Exercise
Return every line of the entries below, copied word for word with nothing changed.

Entries from a collection:
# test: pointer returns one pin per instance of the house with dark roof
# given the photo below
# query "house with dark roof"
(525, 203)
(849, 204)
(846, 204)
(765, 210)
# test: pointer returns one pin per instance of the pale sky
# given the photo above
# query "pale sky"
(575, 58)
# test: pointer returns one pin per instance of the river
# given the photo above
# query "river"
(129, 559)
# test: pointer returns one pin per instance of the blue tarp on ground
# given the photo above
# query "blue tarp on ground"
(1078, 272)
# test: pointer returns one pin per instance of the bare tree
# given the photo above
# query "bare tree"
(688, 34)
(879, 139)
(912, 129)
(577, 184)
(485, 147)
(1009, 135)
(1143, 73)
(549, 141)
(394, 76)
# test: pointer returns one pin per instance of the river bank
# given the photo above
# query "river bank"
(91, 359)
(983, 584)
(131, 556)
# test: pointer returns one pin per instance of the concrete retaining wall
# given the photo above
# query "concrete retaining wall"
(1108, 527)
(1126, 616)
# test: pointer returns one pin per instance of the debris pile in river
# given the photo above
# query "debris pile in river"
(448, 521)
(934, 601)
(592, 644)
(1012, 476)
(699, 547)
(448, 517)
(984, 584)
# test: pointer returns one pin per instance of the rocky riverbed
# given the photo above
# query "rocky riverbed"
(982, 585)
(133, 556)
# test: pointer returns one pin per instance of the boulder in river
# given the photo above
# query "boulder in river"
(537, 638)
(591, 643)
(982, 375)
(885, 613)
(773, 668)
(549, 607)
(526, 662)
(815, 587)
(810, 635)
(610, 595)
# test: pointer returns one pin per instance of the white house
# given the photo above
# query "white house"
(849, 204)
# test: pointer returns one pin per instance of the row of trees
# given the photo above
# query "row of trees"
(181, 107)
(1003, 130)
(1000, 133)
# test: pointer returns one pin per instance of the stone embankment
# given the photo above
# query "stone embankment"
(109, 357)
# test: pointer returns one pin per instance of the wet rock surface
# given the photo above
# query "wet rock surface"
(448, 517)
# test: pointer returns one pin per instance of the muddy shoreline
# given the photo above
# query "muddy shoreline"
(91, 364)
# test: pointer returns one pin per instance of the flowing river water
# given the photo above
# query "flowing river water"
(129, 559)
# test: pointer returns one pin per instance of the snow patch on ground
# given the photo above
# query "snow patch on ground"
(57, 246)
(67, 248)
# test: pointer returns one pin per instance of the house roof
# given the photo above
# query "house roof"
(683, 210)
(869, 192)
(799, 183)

Solution to this task
# test: pointer returns one pin per instance of the house with dark roof
# given the photo below
# query "house with dark roof"
(525, 203)
(849, 204)
(846, 204)
(765, 210)
# test: pointer returns one pin per instance of the pale sky
# given the photo above
# query "pale sky"
(575, 58)
# test: pointer returns one pin per instance of the river
# given the photo above
# query "river"
(129, 559)
# test: pointer returns one pin per instance of the blue tarp on ground
# given the photo above
# query "blue tarp on ground"
(1078, 272)
# test: pointer returns one pin per instance of the bare tree
# given the photo above
# query "bare tree"
(688, 34)
(879, 139)
(912, 129)
(577, 184)
(485, 147)
(1009, 135)
(1143, 73)
(549, 141)
(394, 76)
# test: pointer returns one pin per instance of the river bank
# given the photo above
# query "river bank"
(91, 359)
(983, 584)
(131, 556)
# test: pointer returns one pin per instance of the concrete retaining wall
# given the photo above
# query "concrete retaining wall"
(1108, 527)
(1126, 616)
# test: pointer returns one pin per instance of the debris pile in river
# given the photo above
# query "debris pile in river"
(448, 521)
(934, 601)
(592, 644)
(1012, 476)
(699, 547)
(448, 517)
(984, 584)
# test: pointer returns one pin per instance of the rocky riverbed
# given the photo above
# query "rocky riverbed"
(982, 585)
(133, 556)
# test: pointer returns one pin per instance of the boulder in river
# given the photo above
# query "boulder in river"
(537, 638)
(591, 643)
(982, 375)
(885, 613)
(773, 668)
(549, 607)
(526, 662)
(815, 587)
(810, 635)
(610, 595)
# test: pointer returns one pin per instance of the white house
# given the photo above
# query "white house"
(849, 204)
# test: pointer returns one pin per instance of the row of trees
# given the photo above
# query "row of trees"
(181, 107)
(1003, 130)
(1000, 133)
# test: pointer returns one pin per instance of the stone embankment
# given the photo above
# query "stone embankment"
(109, 357)
# test: pointer returns one pin per instance of the wet rock surface
# given the photo above
# query "wet rock surface"
(448, 517)
# test: pointer returns one pin per instance of the muddy shoreline
# given the photo above
# query "muddy shoreline"
(91, 364)
# test: pointer returns one pin per instance of the flowing river water
# given the photo above
# query "flowing river water"
(129, 559)
# test: pointer returns one pin per instance of the snow patch on ground
# given the photo above
# query "snow patch on ground"
(57, 246)
(67, 248)
# test: pointer returns one pin per instance of the house roof
# given the photo above
# query "house roof"
(683, 210)
(869, 192)
(799, 183)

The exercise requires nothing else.